_PROBLEM DESCRIPTION_
Update the records below: reproduce them in full, changing each "drop one point per instance" to "mark each instance with one point" and leaving everything else as it stands.
## Begin
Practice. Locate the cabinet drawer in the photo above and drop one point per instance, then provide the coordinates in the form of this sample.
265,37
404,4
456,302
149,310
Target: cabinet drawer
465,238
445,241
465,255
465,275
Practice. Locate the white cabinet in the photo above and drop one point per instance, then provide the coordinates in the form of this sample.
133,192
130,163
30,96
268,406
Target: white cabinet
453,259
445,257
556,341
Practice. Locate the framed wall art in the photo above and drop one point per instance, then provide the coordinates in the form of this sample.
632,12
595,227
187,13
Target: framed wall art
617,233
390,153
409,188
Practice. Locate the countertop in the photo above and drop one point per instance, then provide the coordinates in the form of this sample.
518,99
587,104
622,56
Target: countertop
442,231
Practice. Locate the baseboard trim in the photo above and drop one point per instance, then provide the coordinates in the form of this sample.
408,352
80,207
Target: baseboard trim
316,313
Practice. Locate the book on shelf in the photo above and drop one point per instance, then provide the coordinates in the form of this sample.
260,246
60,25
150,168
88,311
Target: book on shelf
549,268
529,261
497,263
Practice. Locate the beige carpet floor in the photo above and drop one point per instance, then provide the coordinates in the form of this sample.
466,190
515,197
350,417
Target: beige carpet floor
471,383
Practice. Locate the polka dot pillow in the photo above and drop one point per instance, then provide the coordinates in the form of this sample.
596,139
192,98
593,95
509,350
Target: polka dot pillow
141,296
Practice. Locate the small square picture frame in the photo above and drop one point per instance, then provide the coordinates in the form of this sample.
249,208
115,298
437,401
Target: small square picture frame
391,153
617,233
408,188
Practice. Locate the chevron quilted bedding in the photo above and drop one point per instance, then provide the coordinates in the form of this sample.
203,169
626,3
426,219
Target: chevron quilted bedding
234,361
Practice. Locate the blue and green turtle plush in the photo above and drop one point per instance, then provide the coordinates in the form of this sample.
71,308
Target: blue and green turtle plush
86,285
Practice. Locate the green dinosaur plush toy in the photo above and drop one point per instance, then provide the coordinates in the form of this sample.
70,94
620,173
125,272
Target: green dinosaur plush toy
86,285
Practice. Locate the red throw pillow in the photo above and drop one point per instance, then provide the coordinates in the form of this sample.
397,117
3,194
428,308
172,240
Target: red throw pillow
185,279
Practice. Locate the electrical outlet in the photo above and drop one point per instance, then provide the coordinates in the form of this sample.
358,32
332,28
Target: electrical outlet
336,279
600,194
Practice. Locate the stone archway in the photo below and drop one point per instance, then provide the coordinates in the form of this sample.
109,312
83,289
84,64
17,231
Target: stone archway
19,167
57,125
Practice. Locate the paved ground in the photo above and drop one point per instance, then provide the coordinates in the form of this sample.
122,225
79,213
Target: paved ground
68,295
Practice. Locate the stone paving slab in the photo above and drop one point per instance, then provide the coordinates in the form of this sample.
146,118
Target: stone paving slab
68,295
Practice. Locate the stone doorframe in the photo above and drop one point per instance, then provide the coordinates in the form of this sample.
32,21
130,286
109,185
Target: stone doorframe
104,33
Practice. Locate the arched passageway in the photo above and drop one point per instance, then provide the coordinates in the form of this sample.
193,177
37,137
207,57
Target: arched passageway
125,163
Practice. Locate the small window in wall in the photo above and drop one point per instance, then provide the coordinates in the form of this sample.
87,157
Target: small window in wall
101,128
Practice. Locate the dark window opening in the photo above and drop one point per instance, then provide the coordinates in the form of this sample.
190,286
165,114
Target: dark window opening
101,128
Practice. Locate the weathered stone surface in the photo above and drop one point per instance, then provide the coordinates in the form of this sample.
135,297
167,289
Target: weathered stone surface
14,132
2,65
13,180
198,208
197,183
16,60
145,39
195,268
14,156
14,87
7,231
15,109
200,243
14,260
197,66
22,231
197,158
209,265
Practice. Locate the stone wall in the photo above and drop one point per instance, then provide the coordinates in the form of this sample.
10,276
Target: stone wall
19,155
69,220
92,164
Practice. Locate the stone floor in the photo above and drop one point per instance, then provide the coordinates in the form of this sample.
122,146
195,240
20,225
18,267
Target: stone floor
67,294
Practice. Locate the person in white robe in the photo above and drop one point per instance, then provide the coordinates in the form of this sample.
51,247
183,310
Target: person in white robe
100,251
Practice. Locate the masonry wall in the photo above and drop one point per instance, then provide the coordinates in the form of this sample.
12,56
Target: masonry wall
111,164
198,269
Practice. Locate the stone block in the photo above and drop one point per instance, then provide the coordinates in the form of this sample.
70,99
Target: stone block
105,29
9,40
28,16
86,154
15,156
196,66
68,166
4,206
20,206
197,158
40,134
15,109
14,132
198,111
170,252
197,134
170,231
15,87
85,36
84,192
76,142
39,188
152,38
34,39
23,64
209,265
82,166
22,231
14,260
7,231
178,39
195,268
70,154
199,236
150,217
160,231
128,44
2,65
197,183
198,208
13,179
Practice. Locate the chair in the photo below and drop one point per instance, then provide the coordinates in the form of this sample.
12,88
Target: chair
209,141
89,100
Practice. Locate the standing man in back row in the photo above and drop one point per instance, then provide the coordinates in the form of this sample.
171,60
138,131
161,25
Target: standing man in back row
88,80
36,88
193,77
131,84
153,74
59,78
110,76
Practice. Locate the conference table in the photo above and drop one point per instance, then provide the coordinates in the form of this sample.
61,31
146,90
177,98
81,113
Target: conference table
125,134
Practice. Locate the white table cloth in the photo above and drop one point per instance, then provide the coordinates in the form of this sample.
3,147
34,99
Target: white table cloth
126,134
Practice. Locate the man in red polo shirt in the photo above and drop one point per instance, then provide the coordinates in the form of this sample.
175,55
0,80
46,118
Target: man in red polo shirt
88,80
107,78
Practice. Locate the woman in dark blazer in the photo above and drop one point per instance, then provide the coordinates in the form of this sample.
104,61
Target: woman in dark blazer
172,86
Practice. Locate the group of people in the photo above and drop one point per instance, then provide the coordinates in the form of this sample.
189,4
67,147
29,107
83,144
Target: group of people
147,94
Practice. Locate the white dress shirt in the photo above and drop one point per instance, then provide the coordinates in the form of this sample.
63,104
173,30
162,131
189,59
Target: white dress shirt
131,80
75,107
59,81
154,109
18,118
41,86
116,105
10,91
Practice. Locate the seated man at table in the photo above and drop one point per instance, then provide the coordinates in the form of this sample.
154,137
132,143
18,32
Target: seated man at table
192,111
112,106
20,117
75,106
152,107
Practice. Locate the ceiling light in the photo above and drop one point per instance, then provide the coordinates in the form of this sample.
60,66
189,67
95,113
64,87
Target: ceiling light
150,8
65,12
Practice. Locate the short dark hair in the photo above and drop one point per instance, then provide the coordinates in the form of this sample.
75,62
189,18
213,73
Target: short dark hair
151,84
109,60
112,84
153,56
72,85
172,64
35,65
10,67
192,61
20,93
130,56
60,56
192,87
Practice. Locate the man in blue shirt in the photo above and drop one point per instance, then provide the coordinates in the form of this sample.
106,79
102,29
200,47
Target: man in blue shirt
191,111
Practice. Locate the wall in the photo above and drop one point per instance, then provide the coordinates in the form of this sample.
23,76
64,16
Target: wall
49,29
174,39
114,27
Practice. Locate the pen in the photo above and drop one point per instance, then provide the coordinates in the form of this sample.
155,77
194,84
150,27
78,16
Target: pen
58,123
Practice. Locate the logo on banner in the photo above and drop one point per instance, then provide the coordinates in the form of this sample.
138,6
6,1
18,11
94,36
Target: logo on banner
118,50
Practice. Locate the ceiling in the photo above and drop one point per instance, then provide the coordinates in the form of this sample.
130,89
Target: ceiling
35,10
## End
_TASK OUTPUT_
Practice. Locate the cabinet drawer in the photo above and mark each instance with one point, then provide the coordinates in the form of this sample.
265,37
404,4
456,302
149,310
Target: cabinet drawer
465,238
445,241
465,255
465,275
Practice. Locate the white cabinet in the photo above and mark each instance with one point, then provide the coordinates in the form of this sample.
133,192
130,163
30,96
268,406
Target: white cabinet
453,259
445,257
556,341
Practice. Locate the framed wall art in the photo above and mark each instance with one point, then provide the coordinates in the form of this sample.
632,12
595,227
187,13
Target: framed wall art
617,233
390,153
409,188
Practice. Locate the countertop in the photo above and mark each instance with one point, then provide the coordinates in the form of this sample.
518,99
587,104
622,56
Target: countertop
442,231
Practice. Locate the baseboard trim in the photo above and mark each instance with one point, then provide the coordinates in the form of this sample.
408,352
80,207
Target: baseboard trim
316,313
Practice. Locate the book on shelf in the photo above and mark each instance with one point, then provide the coordinates in the form of this sample.
260,246
60,25
150,168
88,311
Target: book on shelf
549,268
529,261
497,263
Practice. Locate the beige carpet floor in the photo above and mark each instance with one point, then provide the coordinates in the form of this sample.
466,190
515,197
350,417
Target: beige carpet floor
471,383
Practice. Locate the polka dot pillow in the photo above and mark each instance with one point, then provide the coordinates in the form of this sample.
596,139
192,98
593,95
509,350
Target: polka dot pillow
141,296
Practice. Locate the small square picture frame in the photo above and mark each instance with one point, then provide the coordinates in the form of this sample.
249,208
115,298
437,401
Target: small square picture frame
391,153
617,233
408,188
Practice. Locate the chevron quilted bedding in the photo above and mark each instance with one point, then provide the coordinates in the form of this sample.
203,169
626,3
426,219
Target: chevron quilted bedding
234,361
Practice. Locate the blue and green turtle plush in the photo above and mark each instance with one point, then provide the coordinates in the form of this sample.
71,308
Target: blue and green turtle plush
86,285
Practice. Locate the green dinosaur plush toy in the photo above and mark each instance with one point, then provide the coordinates in the form of this sample.
70,94
620,173
125,272
Target: green dinosaur plush toy
86,285
Practice. Locate the red throw pillow in the photo above and mark each instance with one point, then provide the coordinates in the form of this sample.
397,117
3,194
428,308
172,240
Target: red throw pillow
185,279
Practice. Locate the electrical outlet in the photo above and mark each instance with one point, then provide the coordinates in the form of this sample.
358,32
332,28
Target: electrical outlet
336,279
600,194
Practice. Locate the stone archway in the photo below and mark each instance with one point, then provide the coordinates in the form of this sample.
109,312
83,289
84,64
17,231
Target: stone archway
19,167
57,125
Practice. Locate the paved ground in the photo above and mark each instance with one point, then provide the coordinates in the form of this sample.
122,225
79,213
Target: paved ground
68,295
Practice. Locate the stone paving slab in the photo above and mark each instance with one point, then provide the coordinates in the form of this sample.
146,118
Target: stone paving slab
68,295
Practice. Locate the stone doorframe in the photo above and mark each instance with one point, then provide the coordinates in the form of this sample.
32,21
130,286
109,185
Target: stone doorframe
104,33
Practice. Locate the arched passageway in the photo above and mark each instance with one point, then provide the coordinates in the form of this sample.
193,177
37,137
207,57
Target: arched passageway
125,163
Practice. Locate the small window in wall in the photo above and mark each instance with one point, then provide the coordinates in the form of this sample.
87,157
Target: small window in wall
101,128
Practice. Locate the dark window opening in the photo above and mark each instance with one point, then provide the coordinates in the form of this sample.
190,286
165,114
Target: dark window opening
101,128
Practice. Locate the weathered stone surface in the photo above and mark each instance with one point, then provide the coordinates in the form of this sample.
135,297
167,289
Target: weathered stone surface
14,132
2,65
13,180
198,208
197,183
16,60
145,39
195,268
14,156
14,87
7,231
15,109
200,243
14,260
197,66
22,231
197,158
209,265
Practice. Locate the stone wall in the photo above and mark each instance with one point, then provide the coordinates in the form of this sample.
10,276
Target: stone wall
19,155
69,220
92,164
Practice. Locate the stone floor in the photo above and mark each instance with one point, then provide the coordinates in the form of this sample.
122,146
195,240
20,225
18,267
Target: stone floor
67,294
Practice. Locate the person in white robe in the photo above and mark each instance with one point, then provide the coordinates in the form of this sample.
51,247
183,310
Target: person in white robe
100,251
Practice. Locate the masonry wall in the photo above and mark each instance with one point, then provide the coordinates in the form of this sample.
12,56
Target: masonry wall
111,164
198,269
Practice. Locate the stone block in the photo above and mark each instance with one point, then provide the coordinates in the form of this sample.
70,99
Target: stone block
105,29
9,40
28,16
86,154
15,156
196,66
68,166
4,206
20,206
197,158
40,134
15,109
14,132
198,111
170,252
197,134
170,231
15,87
85,36
84,192
76,142
39,188
152,38
34,39
23,64
209,265
82,166
22,231
14,260
7,231
178,39
195,268
70,154
199,236
150,217
160,231
128,44
2,65
197,183
198,208
13,179
Practice. Locate the chair in the photo below and mark each instance with one point, then provide the coordinates in the form of this sample.
12,88
Target: chair
209,141
89,100
Practice. Locate the standing man in back row in the photo above and mark each instance with one point, then provide the coordinates in the form of this sample.
171,60
138,131
161,25
Target: standing man in back row
88,80
36,88
193,77
131,84
153,74
59,78
110,76
Practice. Locate the conference table in the photo above and mark each instance with one point, then provide the coordinates in the form of this sample.
61,31
146,90
177,98
81,113
Target: conference table
125,134
Practice. Locate the white table cloth in the photo above and mark each instance with one point, then provide the coordinates in the form of this sample.
3,147
34,99
Target: white table cloth
126,134
Practice. Locate the man in red polo shirt in the photo above and mark each instance with one point, then provide the coordinates in the form of this sample.
175,55
0,80
46,118
Target: man in red polo shirt
88,80
107,78
Practice. Locate the woman in dark blazer in the photo above and mark each instance with one point, then provide the coordinates in the form of this sample.
104,61
Target: woman in dark blazer
172,86
Practice. Locate the group of people in the photo above and mark each instance with one point, then provide the coordinates in the form of this sample.
189,4
67,147
29,107
83,144
Target: group of people
147,94
Practice. Locate the white dress shirt in the photo above and mark each instance with one point, then provide the coordinates in the form of this sample.
63,104
173,30
162,131
189,59
Target: white dress shirt
131,80
75,107
59,81
154,109
18,118
41,86
116,105
10,91
Practice. Locate the seated man at table in the photo above and mark each instance with one point, then provide the coordinates in the form of this sample.
154,137
132,143
18,32
Target: seated man at table
192,111
112,106
20,117
75,106
152,107
Practice. Locate the ceiling light in the photo above and mark each instance with one point, then provide the coordinates in the form of this sample.
60,66
189,67
95,113
64,87
Target: ceiling light
150,8
65,12
Practice. Locate the short dark hair in the photo above and mark each instance with one point, then provide the coordinates in the form of this sample.
75,62
189,18
213,73
Target: short dark hair
151,84
109,60
112,84
153,56
72,85
172,64
35,65
10,67
192,61
20,93
130,56
60,56
192,87
Practice. Locate the man in blue shirt in the photo above and mark each instance with one point, then provide the coordinates in the form of this sample.
106,79
102,29
200,47
Target: man in blue shirt
191,111
Practice. Locate the wall in the photo above and mark each instance with one point, then provide the coordinates in the form of this sample.
23,76
64,16
Target: wall
49,29
174,39
114,27
Practice. Locate the pen in the photo above and mark each instance with one point, then provide the coordinates in the form of this sample.
155,77
194,84
150,27
78,16
Target: pen
58,123
Practice. Locate the logo on banner in the photo above and mark each instance with one point, then provide the coordinates in the form of this sample.
138,6
6,1
18,11
94,36
Target: logo on banner
118,50
Practice. Locate the ceiling in the photo above and mark each instance with one point, then provide the coordinates in the form of this sample.
130,89
Target: ceiling
35,10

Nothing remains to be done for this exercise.